─── GIVEN PASSAGE

Sunday, May 14, 2017

Mother's Day: My debt to my maternal grandmother, Rena Caroline Waldis Brown

Rena Waldis Brown at the Forest Lake Country Club circa 1918
Thinking of my maternal grandmother on this Mother's Day, whom I affectionately called Grammy Whammy because she was a pip.

She died in 1993 at the age of 93, born when the 19th century became the 20th century.

I have several of her belongings, but the one that is the most emotional for me is her Atlantic #511 washboard, from the National Washboard Co., Chicago, Saginaw, Memphis.

That washboard is a testament to the difficult realities of her life.  Rena Caroline Waldis was born in 1900 on a farm in rural Pennsylvania to immigrant Swiss German parents. The family history is sketchy—my mother’s generation didn’t ask questions of their parents. My brother has been doing some amazing ancestry work, and has found the immigrant records of Grammy's own mother coming over from Trier, Germany, on a ship through Liverpool, as a 10 year old with her mother and 4 siblings. That's a story for another day.

I know my great-grandparents were painfully poor. They had 11 children, only the first and last of whom survived childhood (my grandmother being the youngest). My great-grandfather died when my grandmother was young, leaving great-grandma with two girls to fend for themselves.

Grammy rarely spoke about her childhood, except in an offhand comment once that when she was still in the highchair her mother put an  iron in her hand so that she could iron handkerchiefs for one of the summer resorts in the area to earn pennies. And one other specific, that when she was a young girl her dog ate poison that a neighbor had put out to kill a fox, and died.  At 80 she could start crying whenever she told that story, so deep was her love for her dog, a lifelong love for all of her dogs.

What I know of her history picks up when she was 16 or so. She got a job at the Forest Lake County Club in Hawley, PA--a private club that opened in 1882 and continues today--as a waitress, and a laundress (picture above). Doing the resort’s sheets by hand was not easy. Hard manual labor followed her from the farm to the resort—it was all she knew.

──────

## AIM
Reproduce verbatim the span of the Mother's Day post that begins at the words "What I know" and stops after "all she knew.".

─── DATASET SECTION

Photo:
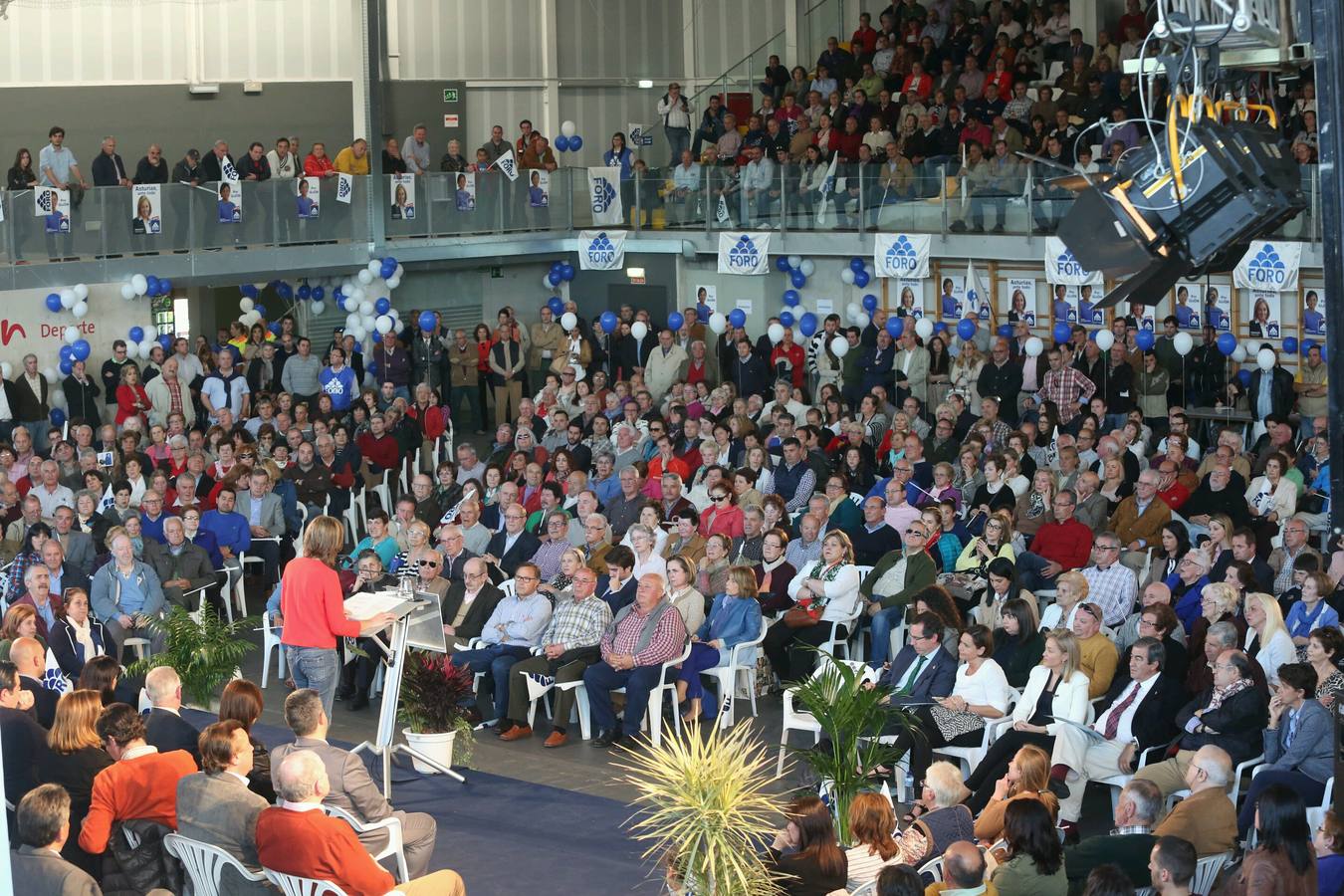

──────

## CORRECT ANSWER
What I know of her history picks up when she was 16 or so. She got a job at the Forest Lake County Club in Hawley, PA--a private club that opened in 1882 and continues today--as a waitress, and a laundress (picture above). Doing the resort’s sheets by hand was not easy. Hard manual labor followed her from the farm to the resort—it was all she knew.